**DATA TO USE**
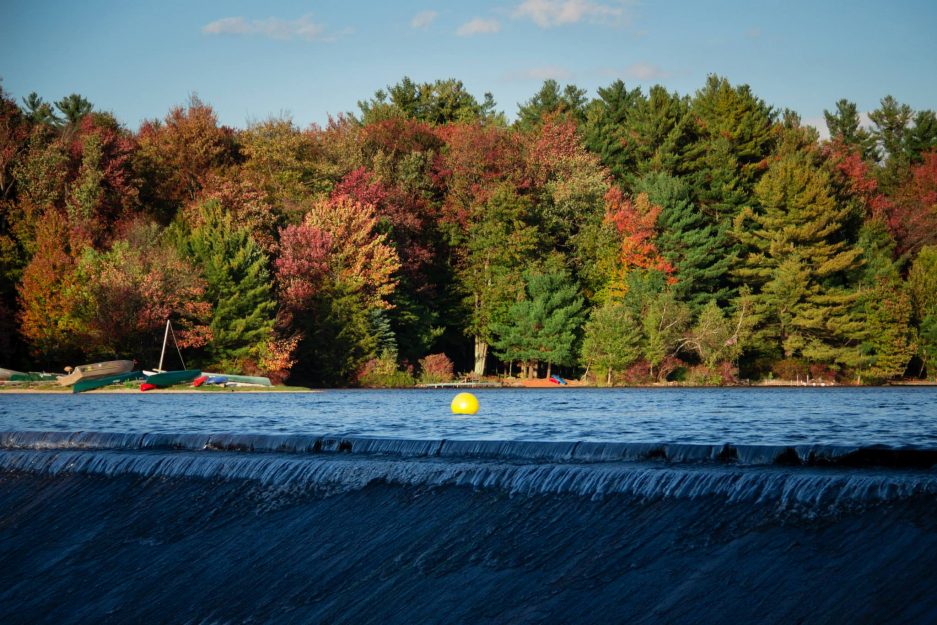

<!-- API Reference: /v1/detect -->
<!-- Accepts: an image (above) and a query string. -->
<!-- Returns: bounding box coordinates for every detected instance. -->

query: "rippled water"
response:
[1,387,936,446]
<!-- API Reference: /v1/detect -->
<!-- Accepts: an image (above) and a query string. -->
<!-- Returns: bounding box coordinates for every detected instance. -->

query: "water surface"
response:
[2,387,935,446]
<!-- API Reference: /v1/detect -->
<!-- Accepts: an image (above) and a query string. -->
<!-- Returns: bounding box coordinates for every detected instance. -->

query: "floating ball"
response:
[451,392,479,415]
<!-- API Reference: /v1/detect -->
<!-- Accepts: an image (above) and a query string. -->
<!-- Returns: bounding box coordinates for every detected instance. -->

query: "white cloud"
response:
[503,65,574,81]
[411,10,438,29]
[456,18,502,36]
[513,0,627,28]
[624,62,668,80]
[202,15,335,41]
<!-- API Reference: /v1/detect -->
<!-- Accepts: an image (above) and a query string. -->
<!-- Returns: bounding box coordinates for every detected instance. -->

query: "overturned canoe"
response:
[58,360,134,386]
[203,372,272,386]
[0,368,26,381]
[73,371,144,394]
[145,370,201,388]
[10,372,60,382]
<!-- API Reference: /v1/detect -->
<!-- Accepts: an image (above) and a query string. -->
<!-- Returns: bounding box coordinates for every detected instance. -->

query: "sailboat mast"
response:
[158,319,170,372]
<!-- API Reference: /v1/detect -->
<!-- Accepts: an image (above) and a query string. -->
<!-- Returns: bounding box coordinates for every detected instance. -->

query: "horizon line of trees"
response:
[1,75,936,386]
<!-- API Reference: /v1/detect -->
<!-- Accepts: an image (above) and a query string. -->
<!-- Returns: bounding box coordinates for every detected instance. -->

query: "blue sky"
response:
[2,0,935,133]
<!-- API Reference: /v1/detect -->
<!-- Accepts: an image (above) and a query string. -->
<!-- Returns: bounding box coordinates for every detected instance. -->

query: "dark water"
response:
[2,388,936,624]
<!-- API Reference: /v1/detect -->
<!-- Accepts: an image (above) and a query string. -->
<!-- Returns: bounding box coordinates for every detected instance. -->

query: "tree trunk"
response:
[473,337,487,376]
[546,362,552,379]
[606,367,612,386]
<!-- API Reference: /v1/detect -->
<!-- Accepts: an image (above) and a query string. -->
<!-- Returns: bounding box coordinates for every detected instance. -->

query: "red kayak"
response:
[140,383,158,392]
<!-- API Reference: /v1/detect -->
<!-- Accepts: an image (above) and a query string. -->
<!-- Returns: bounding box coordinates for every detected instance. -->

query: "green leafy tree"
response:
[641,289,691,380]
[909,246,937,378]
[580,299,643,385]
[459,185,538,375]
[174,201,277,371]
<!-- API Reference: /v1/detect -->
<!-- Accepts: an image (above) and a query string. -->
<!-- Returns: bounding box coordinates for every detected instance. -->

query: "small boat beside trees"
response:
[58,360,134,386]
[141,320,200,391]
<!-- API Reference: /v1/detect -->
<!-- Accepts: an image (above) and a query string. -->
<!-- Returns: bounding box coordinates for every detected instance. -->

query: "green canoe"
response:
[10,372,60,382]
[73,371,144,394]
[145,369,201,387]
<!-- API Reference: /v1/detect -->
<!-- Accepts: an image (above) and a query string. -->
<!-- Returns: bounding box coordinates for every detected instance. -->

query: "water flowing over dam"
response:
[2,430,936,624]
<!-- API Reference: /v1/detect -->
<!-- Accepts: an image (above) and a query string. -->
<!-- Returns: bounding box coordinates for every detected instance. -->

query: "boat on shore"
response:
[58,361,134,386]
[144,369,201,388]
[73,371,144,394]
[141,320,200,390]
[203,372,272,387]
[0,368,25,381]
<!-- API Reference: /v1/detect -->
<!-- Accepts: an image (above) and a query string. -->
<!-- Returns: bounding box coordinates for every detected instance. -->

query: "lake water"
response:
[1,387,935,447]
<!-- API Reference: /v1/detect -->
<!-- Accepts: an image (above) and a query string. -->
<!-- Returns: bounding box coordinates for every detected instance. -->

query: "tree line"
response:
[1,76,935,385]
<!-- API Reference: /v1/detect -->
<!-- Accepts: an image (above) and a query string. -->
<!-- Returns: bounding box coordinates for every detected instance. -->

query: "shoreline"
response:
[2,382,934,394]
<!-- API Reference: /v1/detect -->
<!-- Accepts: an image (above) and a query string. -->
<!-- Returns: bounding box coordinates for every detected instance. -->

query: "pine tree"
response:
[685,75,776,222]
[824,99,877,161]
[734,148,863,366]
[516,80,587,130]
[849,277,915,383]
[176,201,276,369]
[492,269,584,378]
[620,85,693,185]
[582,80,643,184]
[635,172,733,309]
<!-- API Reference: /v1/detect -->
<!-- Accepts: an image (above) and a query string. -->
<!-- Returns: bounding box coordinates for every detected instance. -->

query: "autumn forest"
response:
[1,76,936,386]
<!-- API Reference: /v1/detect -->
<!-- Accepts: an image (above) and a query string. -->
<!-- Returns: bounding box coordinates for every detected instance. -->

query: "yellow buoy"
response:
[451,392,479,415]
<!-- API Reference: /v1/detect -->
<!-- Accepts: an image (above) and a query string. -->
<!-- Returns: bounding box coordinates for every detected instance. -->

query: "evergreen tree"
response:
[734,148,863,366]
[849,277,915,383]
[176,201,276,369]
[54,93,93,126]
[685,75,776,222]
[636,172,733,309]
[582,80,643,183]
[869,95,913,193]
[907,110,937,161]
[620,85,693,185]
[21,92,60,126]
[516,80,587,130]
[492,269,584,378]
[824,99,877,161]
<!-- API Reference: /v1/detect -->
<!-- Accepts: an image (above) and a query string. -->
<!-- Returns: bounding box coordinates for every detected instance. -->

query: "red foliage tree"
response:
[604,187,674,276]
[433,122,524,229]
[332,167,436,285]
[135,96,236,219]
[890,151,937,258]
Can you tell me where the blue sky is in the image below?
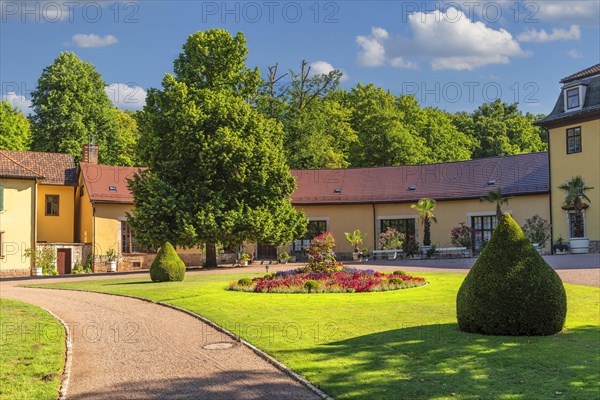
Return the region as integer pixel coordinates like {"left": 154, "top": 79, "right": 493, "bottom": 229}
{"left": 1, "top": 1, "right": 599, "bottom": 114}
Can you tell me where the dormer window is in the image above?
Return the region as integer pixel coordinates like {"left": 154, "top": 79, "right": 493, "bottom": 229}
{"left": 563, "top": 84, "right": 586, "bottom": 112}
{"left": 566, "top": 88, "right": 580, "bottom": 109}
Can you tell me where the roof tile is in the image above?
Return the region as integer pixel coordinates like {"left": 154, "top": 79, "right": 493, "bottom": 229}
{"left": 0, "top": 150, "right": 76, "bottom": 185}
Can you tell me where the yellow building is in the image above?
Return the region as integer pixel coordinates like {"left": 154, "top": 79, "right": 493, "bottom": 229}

**WORK TO COMPLETE**
From the listing, reproduce every line where the word "canoe" is present.

**ANSWER FOR THIS EXERCISE**
query: "overturned canoe"
query: "green canoe"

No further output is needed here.